* [Problem requirements]:
Rewrite the entries with every "white stripe" changed to "blue stripe", leaving all other wording and numbers as they are.

======== Provided entries

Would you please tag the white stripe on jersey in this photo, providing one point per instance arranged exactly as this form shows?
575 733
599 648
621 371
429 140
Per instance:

================

* [Full response]:
Would you please tag the blue stripe on jersey in this photo, providing one point per instance arranged exactly as this form shows?
575 733
599 648
621 371
429 140
Per instance:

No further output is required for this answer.